**DIRECTIONS FOR THIS TASK:** Rewrite all the rows below as a numbered list, skipping any blank lines. Leave the pictures out of your answer.

** Start **

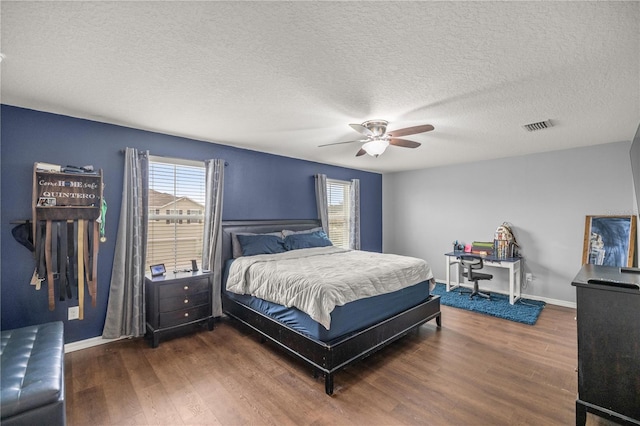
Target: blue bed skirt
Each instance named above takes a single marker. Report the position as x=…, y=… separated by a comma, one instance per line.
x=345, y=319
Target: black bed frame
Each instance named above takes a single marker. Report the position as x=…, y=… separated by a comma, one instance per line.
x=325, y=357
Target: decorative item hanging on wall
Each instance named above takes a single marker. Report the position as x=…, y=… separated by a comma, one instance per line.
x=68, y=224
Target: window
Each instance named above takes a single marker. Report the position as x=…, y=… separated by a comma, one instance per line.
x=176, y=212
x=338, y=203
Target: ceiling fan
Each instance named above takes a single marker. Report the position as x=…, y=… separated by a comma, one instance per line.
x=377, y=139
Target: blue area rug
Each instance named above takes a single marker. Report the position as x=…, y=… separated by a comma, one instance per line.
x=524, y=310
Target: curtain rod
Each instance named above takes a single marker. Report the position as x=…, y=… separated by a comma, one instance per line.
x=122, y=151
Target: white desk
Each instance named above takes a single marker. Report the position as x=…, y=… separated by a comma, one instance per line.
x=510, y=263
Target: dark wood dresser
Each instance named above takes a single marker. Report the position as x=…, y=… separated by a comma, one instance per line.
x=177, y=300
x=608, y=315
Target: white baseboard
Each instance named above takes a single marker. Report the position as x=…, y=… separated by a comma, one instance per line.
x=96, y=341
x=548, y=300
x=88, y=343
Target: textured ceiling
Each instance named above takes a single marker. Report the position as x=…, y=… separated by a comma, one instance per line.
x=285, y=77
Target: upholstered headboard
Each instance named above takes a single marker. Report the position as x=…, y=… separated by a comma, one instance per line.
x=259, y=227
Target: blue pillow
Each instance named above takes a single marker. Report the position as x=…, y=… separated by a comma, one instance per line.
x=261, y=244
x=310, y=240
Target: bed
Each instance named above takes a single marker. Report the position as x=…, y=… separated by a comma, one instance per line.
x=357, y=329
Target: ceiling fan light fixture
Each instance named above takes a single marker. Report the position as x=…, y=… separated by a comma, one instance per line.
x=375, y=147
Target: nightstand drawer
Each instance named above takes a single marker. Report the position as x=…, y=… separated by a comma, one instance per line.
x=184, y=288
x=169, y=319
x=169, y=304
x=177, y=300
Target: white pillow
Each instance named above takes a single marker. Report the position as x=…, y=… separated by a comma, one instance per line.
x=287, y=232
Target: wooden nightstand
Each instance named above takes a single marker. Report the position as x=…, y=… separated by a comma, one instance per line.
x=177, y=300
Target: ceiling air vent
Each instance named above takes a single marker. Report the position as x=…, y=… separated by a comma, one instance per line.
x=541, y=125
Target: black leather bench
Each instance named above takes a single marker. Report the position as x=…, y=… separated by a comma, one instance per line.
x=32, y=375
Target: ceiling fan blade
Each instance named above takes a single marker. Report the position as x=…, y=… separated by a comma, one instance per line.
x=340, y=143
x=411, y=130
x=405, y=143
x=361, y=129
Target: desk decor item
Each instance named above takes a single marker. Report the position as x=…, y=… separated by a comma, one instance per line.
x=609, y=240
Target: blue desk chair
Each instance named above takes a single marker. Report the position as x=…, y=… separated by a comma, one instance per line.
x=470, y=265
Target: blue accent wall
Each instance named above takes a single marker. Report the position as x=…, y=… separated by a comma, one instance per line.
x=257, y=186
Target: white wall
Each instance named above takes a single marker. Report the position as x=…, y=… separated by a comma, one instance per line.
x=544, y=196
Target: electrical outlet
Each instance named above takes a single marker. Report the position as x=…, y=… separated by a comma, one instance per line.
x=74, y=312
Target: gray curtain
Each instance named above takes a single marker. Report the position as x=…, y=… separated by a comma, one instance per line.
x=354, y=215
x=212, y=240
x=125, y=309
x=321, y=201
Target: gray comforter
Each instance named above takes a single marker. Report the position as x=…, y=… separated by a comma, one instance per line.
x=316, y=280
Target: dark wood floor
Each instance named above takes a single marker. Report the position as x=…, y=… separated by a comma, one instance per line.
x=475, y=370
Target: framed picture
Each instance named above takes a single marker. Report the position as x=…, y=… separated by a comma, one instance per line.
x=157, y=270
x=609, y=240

** End **

**THE OUTPUT:**
1. Target: blue bed skirt
2. Each instance named above takes a single marker. Report the position as x=…, y=… separated by a comma, one instance per line.
3. x=345, y=319
4. Target: black bed frame
5. Each instance named above takes a single marker. Report the position as x=…, y=… separated by a comma, one instance per line.
6. x=325, y=357
7. Target: decorative item hanging on wall
8. Each instance named above takes a single marker. Report the position as x=…, y=… separated by a comma, one instance per line.
9. x=68, y=224
10. Target: window
11. Each instance named above takes a single marker. Report the position as x=…, y=… separated by a comma, one instance per line.
12. x=176, y=212
13. x=338, y=203
14. Target: ceiling fan
15. Each instance named above takes a single marker. Report the position as x=…, y=… separated by a comma, one instance per line.
16. x=377, y=139
17. Target: blue area rug
18. Each instance named above takes a single marker. Report the position as x=…, y=… separated by a comma, one instance per line.
19. x=524, y=310
20. Target: curtain rod
21. Each instance named above takes a single marker. Report the position as x=…, y=… separated by a comma, one instance per line.
22. x=122, y=151
23. Target: white desk
24. Each instance named above takes a single marker. Report the position as x=…, y=… separated by a comma, one instance per line.
25. x=510, y=263
26. Target: dark wood dresser
27. Each instance named above takes a single marker. Report the position as x=…, y=… separated by a comma, one instance per line.
28. x=177, y=300
29. x=608, y=315
30. Target: white baseboard
31. Each instance named above takes a single marker. Report the position as x=…, y=… separated by a comma, one instance per line.
32. x=96, y=341
33. x=548, y=300
34. x=88, y=343
35. Target: textured ceiling
36. Each instance named above takes a single marker. Report the position as x=…, y=… separated by a comma, one instance per line.
37. x=285, y=77
38. Target: upholstered headboard
39. Each instance named above takes a single marker. Report the position as x=…, y=… separated by a comma, one instance per line.
40. x=259, y=227
41. Target: blue pillow
42. Each instance named above takes a single marker. Report the position as x=…, y=… separated by a comma, one instance per line.
43. x=261, y=244
44. x=310, y=240
45. Target: bed
46. Each instance named above takes a single marker. Report the position as x=…, y=… separated by a comma, one instance per line.
47. x=357, y=329
48. Target: ceiling fan light fixture
49. Each instance named above takes a single marker. Report the position as x=…, y=… separated by a comma, one instance per line.
50. x=375, y=147
51. Target: nightstand drawer
52. Each instance named above takes a single marker. Report the position as x=…, y=… separated by a comma, one instance per line.
53. x=184, y=288
54. x=169, y=319
55. x=169, y=304
56. x=177, y=300
57. Target: white pillow
58. Each instance named above takes a single marker. Report the position as x=…, y=… separated by a comma, one instance per line.
59. x=287, y=232
60. Target: wooden nightstand
61. Each instance named above takes a single marker. Report the position as x=…, y=… separated by a comma, one instance per line.
62. x=177, y=300
63. Target: ceiling air vent
64. Each instance named above takes a single marker. Report the position as x=…, y=… separated by a comma, one instance per line.
65. x=541, y=125
66. Target: black leather bench
67. Each instance named above takes a single marker. Report the position as x=…, y=… separated by a comma, one instance per line.
68. x=32, y=375
69. Target: ceiling fan blade
70. Each instance named above takes a single marker. Report the position as x=…, y=… separated by a comma, one instance per line.
71. x=340, y=143
72. x=411, y=130
73. x=405, y=143
74. x=361, y=129
75. Target: desk decor item
76. Each instance named above takes a single marker. Report the position as x=…, y=… separated by a comma, one instance per line.
77. x=609, y=240
78. Target: blue desk chair
79. Each instance named above takes a single marker. Report the position as x=…, y=… separated by a comma, one instance per line.
80. x=470, y=265
81. Target: blue accent wall
82. Each instance named above takes a single marker. Report the position as x=…, y=… separated by a comma, one instance per line.
83. x=257, y=186
84. Target: white wall
85. Each instance named above takes a single marker. Report the position as x=…, y=… separated by a comma, one instance per line.
86. x=544, y=196
87. Target: electrical outlet
88. Each instance named above takes a single marker. Report the position as x=…, y=… separated by a comma, one instance per line.
89. x=74, y=312
90. Target: gray curtain
91. Each instance named above takes a single marker. Report the position as x=…, y=… separated by a comma, one instance per line.
92. x=354, y=215
93. x=212, y=240
94. x=125, y=309
95. x=321, y=201
96. Target: gray comforter
97. Each instance named above takes a single marker. Report the position as x=…, y=… separated by a comma, one instance per line.
98. x=316, y=280
99. Target: dark wood floor
100. Each instance named above takes a single marker. Report the position as x=…, y=… separated by a comma, one instance per line.
101. x=475, y=370
102. Target: framed picture
103. Each instance named above takes a single marker. Report the position as x=…, y=… separated by a comma, one instance per line.
104. x=157, y=270
105. x=609, y=240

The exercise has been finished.